[Exercise passage Boundary: Start]
Diverse kinds of sensory energy stimulate receptors, such as the skin sensing vibration, moisture, pressure, or temperature; light beaming the retina; and vibrations onto hairs deep in the ears. These sense receptors translate various input types into signals carried by nerve cells, which employ a combination of electrical and chemical energy to transmit data bits to the mind-brain. Glia cells in the brain are busy as the bits are collated and analyzed. The mind-brain works by memory-based pattern matching, filling in gaps as necessary. This is the nature of optical illusions.
Much of the mind-brain appears polysensory: able to process incoming data patterns from more than 1 source. These patterns are the universal language of the mind-brain.
There are no visuals, no sounds, et cetera, moving through the neural network to the brain. This is a definitive indication that the brain is merely a cohort to the mind, as a purely physiological explanation of sensation is impossible.
Areas of the brain are interconnected plastic processors, capable of handling a variety of inputs from multiple sources. A blind man probing with a cane causes repeated vibrations in his hand, which transmit signals to his brain, allowing a pattern in the mind-brain to emerge from sensed obstacle points where the cane touched something. The mind-brain patterns tactile points together geographically based upon the angles of the hand and wrists corresponding to the timing of touches. Different senses of skin pressure and muscular exertion are coupled together in the mind-brain as a patterned signal. These multiple patterns from different sensory complexes are processed in the portion of the brain used by sighted people for vision.
Like echolocation, the cane acts as eyes. Cane taps are like photons on the retina: crude pictures by comparison, but sight nonetheless. American neurobiologist Paul Bach-y-Rita understood that “we see with our brains, not with our eyes.”
American neurobiologist Vernon Mountcastle discovered that the human cerebral cortex comprises a 6-layer processing structure, referred to as a cortical column. Dolphins have a 5-layered cortical column, while reptiles have 3 layers.
[Exercise passage Boundary: End]
Task brief:
Rewrite the text on sensory perception from "Diverse kinds of" up to and including "of the mind-brain.", substituting "brain-mind" for "mind-brain" throughout.
[Record extracts Boundary: Start]
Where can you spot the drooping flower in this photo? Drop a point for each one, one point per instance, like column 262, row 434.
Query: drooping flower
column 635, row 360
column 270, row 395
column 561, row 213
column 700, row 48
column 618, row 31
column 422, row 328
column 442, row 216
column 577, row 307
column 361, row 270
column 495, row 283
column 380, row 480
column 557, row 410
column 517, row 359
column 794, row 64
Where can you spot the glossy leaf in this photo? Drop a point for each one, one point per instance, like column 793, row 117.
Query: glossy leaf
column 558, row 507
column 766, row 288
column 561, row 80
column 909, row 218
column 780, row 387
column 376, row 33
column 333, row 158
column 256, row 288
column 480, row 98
[Record extracts Boundary: End]
Solution for this exercise:
Diverse kinds of sensory energy stimulate receptors, such as the skin sensing vibration, moisture, pressure, or temperature; light beaming the retina; and vibrations onto hairs deep in the ears. These sense receptors translate various input types into signals carried by nerve cells, which employ a combination of electrical and chemical energy to transmit data bits to the brain-mind. Glia cells in the brain are busy as the bits are collated and analyzed. The brain-mind works by memory-based pattern matching, filling in gaps as necessary. This is the nature of optical illusions.
Much of the brain-mind appears polysensory: able to process incoming data patterns from more than 1 source. These patterns are the universal language of the brain-mind.